## Work request
Write out the data exactly, keeping every line.

[Collected data entries]
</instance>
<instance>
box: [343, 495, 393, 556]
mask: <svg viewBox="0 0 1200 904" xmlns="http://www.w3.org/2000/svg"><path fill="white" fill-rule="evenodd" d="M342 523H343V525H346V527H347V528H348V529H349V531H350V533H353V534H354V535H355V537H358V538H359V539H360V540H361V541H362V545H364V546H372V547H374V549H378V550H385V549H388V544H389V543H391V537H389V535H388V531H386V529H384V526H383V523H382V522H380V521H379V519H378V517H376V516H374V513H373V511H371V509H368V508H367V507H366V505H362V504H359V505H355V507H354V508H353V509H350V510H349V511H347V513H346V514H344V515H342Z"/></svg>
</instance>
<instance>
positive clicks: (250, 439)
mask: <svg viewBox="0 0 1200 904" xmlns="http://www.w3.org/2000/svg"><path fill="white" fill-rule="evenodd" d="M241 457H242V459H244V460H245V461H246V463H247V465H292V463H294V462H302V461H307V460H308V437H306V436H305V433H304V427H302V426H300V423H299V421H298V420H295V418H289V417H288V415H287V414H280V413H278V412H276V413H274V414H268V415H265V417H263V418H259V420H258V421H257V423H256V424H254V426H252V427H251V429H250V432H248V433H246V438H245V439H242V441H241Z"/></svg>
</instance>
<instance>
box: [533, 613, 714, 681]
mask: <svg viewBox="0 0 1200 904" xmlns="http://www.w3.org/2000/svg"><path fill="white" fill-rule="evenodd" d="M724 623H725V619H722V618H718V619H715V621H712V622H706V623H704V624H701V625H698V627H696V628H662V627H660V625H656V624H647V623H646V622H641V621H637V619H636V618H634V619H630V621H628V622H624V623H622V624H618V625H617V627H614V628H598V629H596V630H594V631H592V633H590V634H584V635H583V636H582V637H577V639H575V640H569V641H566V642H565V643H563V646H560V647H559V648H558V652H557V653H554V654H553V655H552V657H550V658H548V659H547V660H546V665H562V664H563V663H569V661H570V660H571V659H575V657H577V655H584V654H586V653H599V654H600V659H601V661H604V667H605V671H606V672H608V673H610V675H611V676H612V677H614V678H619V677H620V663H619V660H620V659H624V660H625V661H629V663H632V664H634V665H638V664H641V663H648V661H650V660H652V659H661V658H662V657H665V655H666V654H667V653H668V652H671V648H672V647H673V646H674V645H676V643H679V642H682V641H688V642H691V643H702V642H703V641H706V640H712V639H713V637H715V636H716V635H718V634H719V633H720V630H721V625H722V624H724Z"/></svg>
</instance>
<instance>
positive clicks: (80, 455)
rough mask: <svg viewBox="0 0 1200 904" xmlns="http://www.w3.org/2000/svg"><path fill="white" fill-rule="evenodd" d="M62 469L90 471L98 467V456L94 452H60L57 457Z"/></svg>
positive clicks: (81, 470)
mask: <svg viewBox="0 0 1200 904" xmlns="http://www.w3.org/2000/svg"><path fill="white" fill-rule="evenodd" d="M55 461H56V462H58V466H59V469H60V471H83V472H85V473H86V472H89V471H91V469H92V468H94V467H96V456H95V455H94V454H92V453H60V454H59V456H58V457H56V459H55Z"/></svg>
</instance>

## Exercise response
</instance>
<instance>
box: [343, 495, 393, 556]
mask: <svg viewBox="0 0 1200 904" xmlns="http://www.w3.org/2000/svg"><path fill="white" fill-rule="evenodd" d="M342 523H343V525H346V527H347V528H348V529H349V531H350V533H353V534H354V535H355V537H358V538H359V539H360V540H361V541H362V545H364V546H372V547H374V549H378V550H385V549H388V544H389V543H391V537H389V535H388V531H386V529H384V526H383V523H382V522H380V521H379V519H378V517H376V516H374V513H373V511H371V509H368V508H367V507H366V505H362V504H359V505H355V507H354V508H353V509H350V510H349V511H347V513H346V514H344V515H342Z"/></svg>
</instance>
<instance>
positive clicks: (250, 439)
mask: <svg viewBox="0 0 1200 904" xmlns="http://www.w3.org/2000/svg"><path fill="white" fill-rule="evenodd" d="M241 457H242V459H244V460H245V461H246V463H247V465H292V463H294V462H302V461H307V460H308V437H306V436H305V433H304V427H302V426H300V423H299V421H298V420H295V418H289V417H288V415H287V414H280V413H278V412H276V413H274V414H268V415H265V417H263V418H259V420H258V421H257V423H256V424H254V426H252V427H251V429H250V432H248V433H246V438H245V439H242V441H241Z"/></svg>
</instance>
<instance>
box: [533, 613, 714, 681]
mask: <svg viewBox="0 0 1200 904" xmlns="http://www.w3.org/2000/svg"><path fill="white" fill-rule="evenodd" d="M724 623H725V619H722V618H718V619H715V621H712V622H706V623H704V624H701V625H698V627H696V628H662V627H660V625H656V624H647V623H646V622H641V621H637V619H636V618H634V619H630V621H628V622H624V623H622V624H618V625H617V627H614V628H598V629H596V630H594V631H592V633H590V634H584V635H583V636H582V637H577V639H575V640H569V641H566V642H565V643H563V646H560V647H559V648H558V652H557V653H554V654H553V655H552V657H550V658H548V659H547V660H546V665H562V664H563V663H569V661H570V660H571V659H575V657H577V655H584V654H586V653H599V654H600V659H601V661H604V667H605V671H606V672H608V673H610V675H611V676H612V677H614V678H619V677H620V663H619V660H620V659H624V660H625V661H629V663H632V664H634V665H638V664H641V663H648V661H650V660H652V659H661V658H662V657H665V655H666V654H667V653H668V652H671V648H672V647H673V646H674V645H676V643H679V642H682V641H688V642H691V643H702V642H703V641H706V640H712V639H713V637H715V636H716V635H718V634H719V633H720V630H721V625H722V624H724Z"/></svg>
</instance>
<instance>
positive clicks: (80, 455)
rough mask: <svg viewBox="0 0 1200 904" xmlns="http://www.w3.org/2000/svg"><path fill="white" fill-rule="evenodd" d="M62 469L90 471L98 467V456L94 452H60L57 457Z"/></svg>
positive clicks: (81, 470)
mask: <svg viewBox="0 0 1200 904" xmlns="http://www.w3.org/2000/svg"><path fill="white" fill-rule="evenodd" d="M55 461H56V462H58V466H59V469H60V471H83V472H85V473H86V472H89V471H91V469H92V468H94V467H96V456H95V455H94V454H92V453H60V454H59V456H58V457H56V459H55Z"/></svg>
</instance>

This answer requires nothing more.